▸ WORK ITEM: Go through the data underneath and report how many lines hold the string "correct", giving only the number.

▸ DATA RECORDS:
----

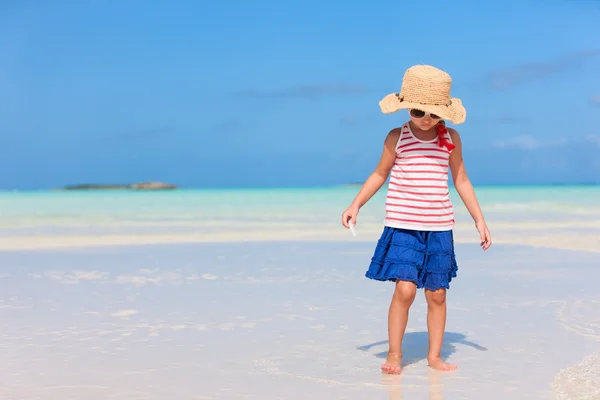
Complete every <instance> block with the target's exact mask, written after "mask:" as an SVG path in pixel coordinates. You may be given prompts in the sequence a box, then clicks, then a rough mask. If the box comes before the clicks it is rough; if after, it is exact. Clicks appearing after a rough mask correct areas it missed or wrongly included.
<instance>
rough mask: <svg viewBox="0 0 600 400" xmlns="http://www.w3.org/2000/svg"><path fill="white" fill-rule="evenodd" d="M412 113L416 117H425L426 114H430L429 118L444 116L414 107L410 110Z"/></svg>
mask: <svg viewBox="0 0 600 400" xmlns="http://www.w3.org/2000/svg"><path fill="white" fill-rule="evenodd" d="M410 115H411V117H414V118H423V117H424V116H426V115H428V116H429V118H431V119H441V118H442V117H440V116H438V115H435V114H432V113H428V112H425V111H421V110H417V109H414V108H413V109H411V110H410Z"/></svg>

----

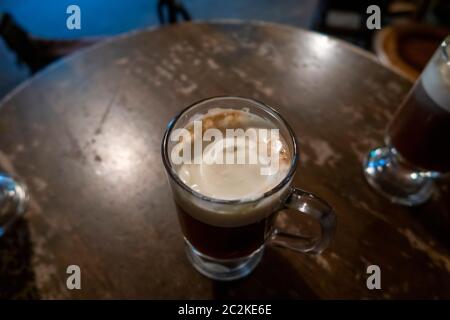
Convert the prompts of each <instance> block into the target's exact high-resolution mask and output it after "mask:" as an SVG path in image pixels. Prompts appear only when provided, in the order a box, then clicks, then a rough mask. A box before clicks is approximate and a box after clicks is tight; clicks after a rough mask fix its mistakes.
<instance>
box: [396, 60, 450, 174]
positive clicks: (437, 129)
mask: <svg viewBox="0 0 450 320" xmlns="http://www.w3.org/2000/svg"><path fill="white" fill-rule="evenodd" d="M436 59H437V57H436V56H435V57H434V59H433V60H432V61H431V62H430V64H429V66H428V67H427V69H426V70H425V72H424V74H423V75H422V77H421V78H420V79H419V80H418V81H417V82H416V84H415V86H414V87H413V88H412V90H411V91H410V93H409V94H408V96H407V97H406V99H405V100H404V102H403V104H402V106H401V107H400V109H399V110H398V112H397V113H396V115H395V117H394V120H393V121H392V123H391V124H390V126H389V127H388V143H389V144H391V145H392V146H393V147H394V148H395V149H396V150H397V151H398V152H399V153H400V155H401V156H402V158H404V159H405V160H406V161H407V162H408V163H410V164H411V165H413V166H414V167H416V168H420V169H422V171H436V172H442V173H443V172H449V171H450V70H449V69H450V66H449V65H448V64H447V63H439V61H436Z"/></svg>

----

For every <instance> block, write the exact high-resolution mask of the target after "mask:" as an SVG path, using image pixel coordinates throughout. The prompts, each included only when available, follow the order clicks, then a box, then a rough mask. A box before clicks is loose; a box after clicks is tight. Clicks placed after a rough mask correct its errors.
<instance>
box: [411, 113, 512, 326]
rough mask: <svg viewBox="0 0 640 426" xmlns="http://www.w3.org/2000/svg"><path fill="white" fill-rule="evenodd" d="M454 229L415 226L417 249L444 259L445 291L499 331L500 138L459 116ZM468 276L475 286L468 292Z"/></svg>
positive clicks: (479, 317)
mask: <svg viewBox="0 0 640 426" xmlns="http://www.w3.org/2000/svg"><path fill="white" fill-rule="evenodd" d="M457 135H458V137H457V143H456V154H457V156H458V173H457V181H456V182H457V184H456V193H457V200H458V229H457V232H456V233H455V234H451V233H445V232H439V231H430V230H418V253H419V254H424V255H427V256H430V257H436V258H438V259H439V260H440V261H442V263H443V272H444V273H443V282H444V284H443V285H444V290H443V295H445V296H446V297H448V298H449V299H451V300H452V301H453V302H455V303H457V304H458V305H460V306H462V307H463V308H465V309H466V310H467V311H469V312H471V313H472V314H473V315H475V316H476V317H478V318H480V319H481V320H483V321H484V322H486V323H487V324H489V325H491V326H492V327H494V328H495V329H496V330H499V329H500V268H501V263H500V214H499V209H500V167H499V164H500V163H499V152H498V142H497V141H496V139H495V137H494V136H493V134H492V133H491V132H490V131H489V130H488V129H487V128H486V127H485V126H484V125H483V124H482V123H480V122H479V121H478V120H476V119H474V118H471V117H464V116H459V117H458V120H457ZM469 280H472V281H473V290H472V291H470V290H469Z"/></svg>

----

▸ EXERCISE SOLUTION: 2